[Data records]

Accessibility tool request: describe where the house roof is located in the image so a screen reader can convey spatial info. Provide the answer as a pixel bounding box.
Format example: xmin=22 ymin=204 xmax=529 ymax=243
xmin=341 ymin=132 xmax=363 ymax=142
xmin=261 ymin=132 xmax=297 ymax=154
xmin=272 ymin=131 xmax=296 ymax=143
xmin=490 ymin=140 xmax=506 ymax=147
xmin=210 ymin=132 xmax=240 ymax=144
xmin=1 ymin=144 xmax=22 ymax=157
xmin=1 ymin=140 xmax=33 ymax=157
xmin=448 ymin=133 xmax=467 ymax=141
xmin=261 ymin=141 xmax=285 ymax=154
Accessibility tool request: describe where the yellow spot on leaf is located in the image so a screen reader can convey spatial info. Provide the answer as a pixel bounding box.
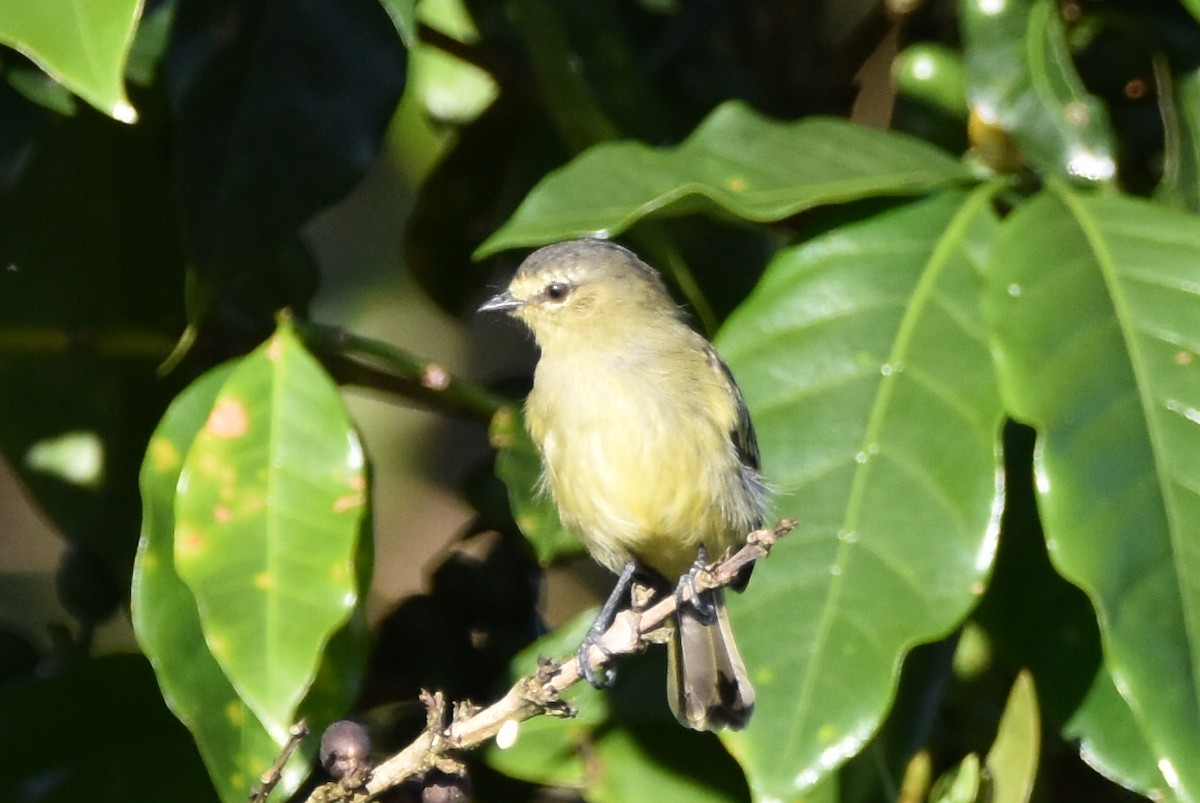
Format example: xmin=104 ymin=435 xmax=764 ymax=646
xmin=176 ymin=528 xmax=206 ymax=558
xmin=213 ymin=504 xmax=232 ymax=524
xmin=727 ymin=176 xmax=747 ymax=192
xmin=348 ymin=472 xmax=367 ymax=492
xmin=205 ymin=397 xmax=249 ymax=439
xmin=1177 ymin=350 xmax=1193 ymax=366
xmin=515 ymin=514 xmax=539 ymax=533
xmin=139 ymin=552 xmax=159 ymax=570
xmin=266 ymin=335 xmax=284 ymax=362
xmin=488 ymin=407 xmax=517 ymax=448
xmin=254 ymin=571 xmax=273 ymax=591
xmin=149 ymin=437 xmax=180 ymax=473
xmin=331 ymin=562 xmax=349 ymax=582
xmin=225 ymin=700 xmax=246 ymax=726
xmin=333 ymin=492 xmax=364 ymax=513
xmin=817 ymin=723 xmax=837 ymax=742
xmin=209 ymin=634 xmax=228 ymax=660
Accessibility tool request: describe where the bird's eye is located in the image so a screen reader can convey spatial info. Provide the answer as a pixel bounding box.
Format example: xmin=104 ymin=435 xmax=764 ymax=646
xmin=545 ymin=282 xmax=571 ymax=302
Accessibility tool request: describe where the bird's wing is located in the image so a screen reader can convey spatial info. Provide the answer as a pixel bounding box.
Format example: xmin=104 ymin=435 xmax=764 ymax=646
xmin=704 ymin=344 xmax=761 ymax=472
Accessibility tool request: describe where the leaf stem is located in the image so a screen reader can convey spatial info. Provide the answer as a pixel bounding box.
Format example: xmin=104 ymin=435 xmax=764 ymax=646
xmin=294 ymin=320 xmax=511 ymax=422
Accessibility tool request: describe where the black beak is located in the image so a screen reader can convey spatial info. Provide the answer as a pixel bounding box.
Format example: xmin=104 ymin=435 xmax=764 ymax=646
xmin=478 ymin=290 xmax=522 ymax=314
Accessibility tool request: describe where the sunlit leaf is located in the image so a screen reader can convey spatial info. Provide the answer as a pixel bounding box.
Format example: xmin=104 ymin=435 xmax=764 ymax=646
xmin=982 ymin=184 xmax=1200 ymax=799
xmin=132 ymin=361 xmax=285 ymax=802
xmin=477 ymin=101 xmax=968 ymax=258
xmin=1066 ymin=667 xmax=1175 ymax=799
xmin=173 ymin=322 xmax=368 ymax=738
xmin=716 ymin=188 xmax=1004 ymax=797
xmin=0 ymin=0 xmax=140 ymax=121
xmin=134 ymin=351 xmax=373 ymax=802
xmin=985 ymin=671 xmax=1039 ymax=803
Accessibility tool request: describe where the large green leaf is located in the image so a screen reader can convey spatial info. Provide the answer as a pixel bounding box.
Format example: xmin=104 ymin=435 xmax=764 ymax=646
xmin=476 ymin=101 xmax=968 ymax=258
xmin=982 ymin=185 xmax=1200 ymax=799
xmin=134 ymin=349 xmax=372 ymax=801
xmin=172 ymin=323 xmax=368 ymax=738
xmin=715 ymin=188 xmax=1005 ymax=797
xmin=132 ymin=362 xmax=283 ymax=802
xmin=1066 ymin=667 xmax=1175 ymax=799
xmin=0 ymin=0 xmax=140 ymax=121
xmin=961 ymin=0 xmax=1117 ymax=184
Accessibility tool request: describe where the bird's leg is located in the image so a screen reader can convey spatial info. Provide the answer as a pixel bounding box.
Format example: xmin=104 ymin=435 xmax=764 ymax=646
xmin=676 ymin=546 xmax=719 ymax=625
xmin=576 ymin=559 xmax=640 ymax=688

**Problem details:**
Write the records out again in full, exactly, and skip every picture.

**Written solution:**
Accessibility tool request: describe where the house roof is located in the image so a screen reader can convey spatial info. Provide the answer as a pixel bounding box.
Format example: xmin=22 ymin=204 xmax=529 ymax=243
xmin=341 ymin=132 xmax=363 ymax=142
xmin=261 ymin=132 xmax=297 ymax=154
xmin=272 ymin=131 xmax=296 ymax=143
xmin=490 ymin=140 xmax=506 ymax=147
xmin=210 ymin=132 xmax=240 ymax=144
xmin=1 ymin=144 xmax=22 ymax=157
xmin=1 ymin=140 xmax=33 ymax=157
xmin=448 ymin=133 xmax=467 ymax=141
xmin=261 ymin=141 xmax=285 ymax=154
Accessibility tool request: describe where the yellow spot on leaf is located in the image so a screen reader can convey spatial info. Provide the answer as a pixel bounding box.
Format example: xmin=104 ymin=435 xmax=764 ymax=646
xmin=176 ymin=528 xmax=206 ymax=558
xmin=213 ymin=504 xmax=232 ymax=524
xmin=727 ymin=176 xmax=747 ymax=192
xmin=348 ymin=472 xmax=367 ymax=492
xmin=205 ymin=397 xmax=249 ymax=439
xmin=1177 ymin=350 xmax=1193 ymax=366
xmin=515 ymin=514 xmax=539 ymax=533
xmin=139 ymin=552 xmax=159 ymax=570
xmin=266 ymin=335 xmax=284 ymax=362
xmin=488 ymin=407 xmax=517 ymax=448
xmin=254 ymin=571 xmax=273 ymax=591
xmin=149 ymin=437 xmax=180 ymax=473
xmin=331 ymin=562 xmax=349 ymax=582
xmin=225 ymin=700 xmax=246 ymax=726
xmin=333 ymin=492 xmax=364 ymax=513
xmin=817 ymin=723 xmax=837 ymax=742
xmin=209 ymin=634 xmax=228 ymax=660
Accessibility tool request: describe where the bird's eye is located in the image so a screen reader can convey spatial info. Provide the answer as a pixel bounding box.
Format example: xmin=104 ymin=435 xmax=764 ymax=646
xmin=545 ymin=282 xmax=571 ymax=302
Accessibility tool request: describe where the bird's wing is located in the image so a screen reader can convey spatial info. Provide the answer as a pixel bounding box.
Format example: xmin=104 ymin=435 xmax=764 ymax=646
xmin=704 ymin=344 xmax=761 ymax=472
Accessibility tool request: describe where the leaf stem is located in the image so a screen reader can convey spatial info. Provide the answer as a pixel bounding box.
Format example: xmin=104 ymin=435 xmax=764 ymax=646
xmin=294 ymin=320 xmax=511 ymax=422
Accessibility tool request: describe where the black beak is located in the image so a screen reader can convey spatial info. Provide the answer as a pixel bounding box.
Format example: xmin=104 ymin=435 xmax=764 ymax=646
xmin=478 ymin=290 xmax=522 ymax=314
Accessibility tool request: describe where the sunlit leaf is located in the image so a screen reader can convey spatial info. Provide the answer as a pixel bounding box.
Format example: xmin=104 ymin=435 xmax=764 ymax=646
xmin=982 ymin=184 xmax=1200 ymax=799
xmin=132 ymin=361 xmax=285 ymax=802
xmin=477 ymin=101 xmax=968 ymax=258
xmin=1066 ymin=667 xmax=1175 ymax=799
xmin=173 ymin=322 xmax=368 ymax=738
xmin=716 ymin=188 xmax=1004 ymax=797
xmin=0 ymin=0 xmax=140 ymax=121
xmin=134 ymin=351 xmax=373 ymax=802
xmin=985 ymin=671 xmax=1039 ymax=803
Accessibility tool request: describe where the large green leaf is located in the image so a screen reader can convey spatial info. Provide the answer as a pixel bounding box.
Format example: xmin=104 ymin=435 xmax=764 ymax=646
xmin=476 ymin=101 xmax=968 ymax=258
xmin=982 ymin=185 xmax=1200 ymax=799
xmin=134 ymin=349 xmax=372 ymax=801
xmin=172 ymin=323 xmax=368 ymax=738
xmin=715 ymin=188 xmax=1005 ymax=797
xmin=132 ymin=362 xmax=283 ymax=802
xmin=1066 ymin=667 xmax=1175 ymax=799
xmin=0 ymin=0 xmax=140 ymax=121
xmin=961 ymin=0 xmax=1117 ymax=184
Accessibility tool request: describe where the bird's leg is located in the image so a screen reader can convey spatial info. Provide the answer as a pixel bounding box.
Format example: xmin=104 ymin=435 xmax=764 ymax=646
xmin=676 ymin=546 xmax=719 ymax=625
xmin=576 ymin=559 xmax=640 ymax=688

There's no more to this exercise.